>>>

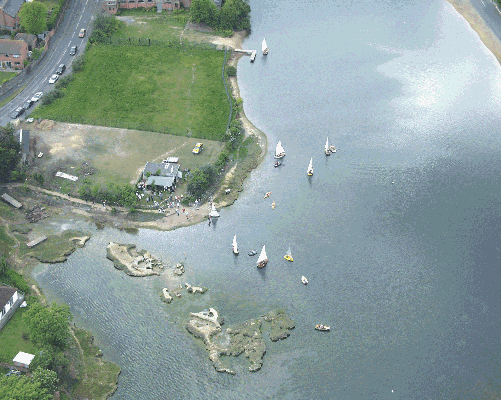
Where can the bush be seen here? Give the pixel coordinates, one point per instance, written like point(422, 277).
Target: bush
point(78, 64)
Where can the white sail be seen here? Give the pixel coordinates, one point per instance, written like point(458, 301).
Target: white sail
point(279, 151)
point(310, 167)
point(214, 213)
point(262, 256)
point(234, 245)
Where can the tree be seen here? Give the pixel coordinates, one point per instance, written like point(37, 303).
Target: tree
point(46, 377)
point(33, 16)
point(234, 15)
point(48, 326)
point(204, 11)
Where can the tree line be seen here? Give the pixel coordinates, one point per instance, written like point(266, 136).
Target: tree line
point(234, 15)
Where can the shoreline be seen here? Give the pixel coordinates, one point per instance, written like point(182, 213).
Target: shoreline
point(479, 25)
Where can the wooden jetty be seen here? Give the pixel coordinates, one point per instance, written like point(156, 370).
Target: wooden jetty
point(38, 240)
point(13, 202)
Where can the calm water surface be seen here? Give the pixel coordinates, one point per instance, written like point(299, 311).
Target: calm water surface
point(398, 232)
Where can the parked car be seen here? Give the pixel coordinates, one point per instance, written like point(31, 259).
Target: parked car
point(16, 113)
point(198, 148)
point(37, 96)
point(27, 103)
point(61, 69)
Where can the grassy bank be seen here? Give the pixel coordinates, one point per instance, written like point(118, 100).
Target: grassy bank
point(176, 90)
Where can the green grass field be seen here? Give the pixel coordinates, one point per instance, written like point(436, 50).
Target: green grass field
point(155, 88)
point(11, 338)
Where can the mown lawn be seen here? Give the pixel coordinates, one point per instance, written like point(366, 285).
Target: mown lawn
point(11, 338)
point(176, 90)
point(5, 76)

<<<

[INSTRUCTIONS TO FOLLOW]: Rewrite the lines from the one containing "Where can the grassy" through the end of the lines above, both ends included. Keep the requests unchanged, and multiply each answer coordinate by 1.15, rounding to whole numbers with halves rounded up.

[SOLUTION]:
Where can the grassy bank be seen here? Give the pixel coordinates, one point per instance, written like point(118, 100).
Target: grassy bank
point(202, 104)
Where can the green grass field be seen here? Give the pixel coordinates, one point per instance, written like point(436, 50).
Target: green grass field
point(178, 101)
point(13, 389)
Where can the mown lawn be seen here? Give the pixel coordinates, one point per instance, written like point(366, 285).
Target: mown lawn
point(13, 389)
point(202, 104)
point(6, 87)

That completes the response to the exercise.